• [DESCRIPTION OF THE TASK] Output the lines from the start of the entries through the line containing "top-left (268, 200), bottom-right (338, 254)", inclusive, as a JSON list of strings with one string per line and blank lines omitted.
★ ★ ★ ★ ★
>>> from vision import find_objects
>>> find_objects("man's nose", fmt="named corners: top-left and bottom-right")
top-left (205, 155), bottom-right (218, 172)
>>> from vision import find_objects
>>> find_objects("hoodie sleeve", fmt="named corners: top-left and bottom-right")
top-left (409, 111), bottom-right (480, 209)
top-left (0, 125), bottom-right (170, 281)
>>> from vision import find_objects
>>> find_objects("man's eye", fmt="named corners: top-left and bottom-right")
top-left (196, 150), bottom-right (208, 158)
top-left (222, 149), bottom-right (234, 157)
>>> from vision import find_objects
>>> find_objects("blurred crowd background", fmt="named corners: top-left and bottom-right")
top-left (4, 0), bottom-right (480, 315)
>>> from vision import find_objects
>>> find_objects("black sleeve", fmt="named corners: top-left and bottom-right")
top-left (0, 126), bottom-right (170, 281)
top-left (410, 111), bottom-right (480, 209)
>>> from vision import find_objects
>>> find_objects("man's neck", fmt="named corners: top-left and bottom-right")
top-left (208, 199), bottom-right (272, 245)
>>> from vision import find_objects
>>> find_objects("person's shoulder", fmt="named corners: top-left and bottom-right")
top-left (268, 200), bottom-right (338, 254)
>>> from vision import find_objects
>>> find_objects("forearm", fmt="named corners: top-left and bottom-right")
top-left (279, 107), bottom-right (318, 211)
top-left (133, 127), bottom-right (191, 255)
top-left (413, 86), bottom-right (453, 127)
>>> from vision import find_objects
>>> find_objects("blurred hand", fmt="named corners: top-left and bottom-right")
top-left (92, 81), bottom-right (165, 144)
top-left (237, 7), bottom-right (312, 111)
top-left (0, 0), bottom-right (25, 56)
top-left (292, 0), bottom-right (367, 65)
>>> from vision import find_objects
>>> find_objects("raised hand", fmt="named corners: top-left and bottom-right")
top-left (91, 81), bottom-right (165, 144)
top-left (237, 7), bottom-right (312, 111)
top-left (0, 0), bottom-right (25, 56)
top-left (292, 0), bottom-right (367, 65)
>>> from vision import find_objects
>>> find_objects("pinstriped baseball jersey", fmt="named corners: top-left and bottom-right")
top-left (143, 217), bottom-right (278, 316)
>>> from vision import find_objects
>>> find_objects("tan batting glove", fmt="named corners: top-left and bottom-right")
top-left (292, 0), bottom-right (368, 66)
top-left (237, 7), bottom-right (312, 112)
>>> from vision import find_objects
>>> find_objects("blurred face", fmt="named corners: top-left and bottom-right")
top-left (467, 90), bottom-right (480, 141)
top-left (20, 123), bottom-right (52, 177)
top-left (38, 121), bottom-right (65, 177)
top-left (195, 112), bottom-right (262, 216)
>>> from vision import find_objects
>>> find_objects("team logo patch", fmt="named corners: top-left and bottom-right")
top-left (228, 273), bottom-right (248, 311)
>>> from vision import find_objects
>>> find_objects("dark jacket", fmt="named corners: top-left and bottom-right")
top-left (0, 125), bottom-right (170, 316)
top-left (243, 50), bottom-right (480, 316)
★ ★ ★ ★ ★
• [TASK RESPONSE]
[
  ">>> from vision import find_objects",
  ">>> find_objects(\"man's nose\", fmt=\"named corners: top-left and bottom-right\")",
  "top-left (205, 155), bottom-right (218, 172)",
  ">>> from vision import find_objects",
  ">>> find_objects(\"hoodie sleeve\", fmt=\"named corners: top-left and bottom-right\")",
  "top-left (409, 111), bottom-right (480, 209)",
  "top-left (0, 125), bottom-right (170, 281)",
  ">>> from vision import find_objects",
  ">>> find_objects(\"man's eye\", fmt=\"named corners: top-left and bottom-right\")",
  "top-left (196, 150), bottom-right (208, 158)",
  "top-left (222, 149), bottom-right (234, 157)",
  ">>> from vision import find_objects",
  ">>> find_objects(\"blurred crowd background\", fmt=\"named corners: top-left and bottom-right\")",
  "top-left (4, 0), bottom-right (480, 315)",
  ">>> from vision import find_objects",
  ">>> find_objects(\"black sleeve\", fmt=\"named corners: top-left and bottom-right\")",
  "top-left (0, 126), bottom-right (170, 281)",
  "top-left (410, 111), bottom-right (480, 209)",
  ">>> from vision import find_objects",
  ">>> find_objects(\"man's neck\", fmt=\"named corners: top-left and bottom-right\")",
  "top-left (208, 199), bottom-right (272, 245)",
  ">>> from vision import find_objects",
  ">>> find_objects(\"person's shoulder\", fmt=\"named corners: top-left and bottom-right\")",
  "top-left (268, 200), bottom-right (338, 254)"
]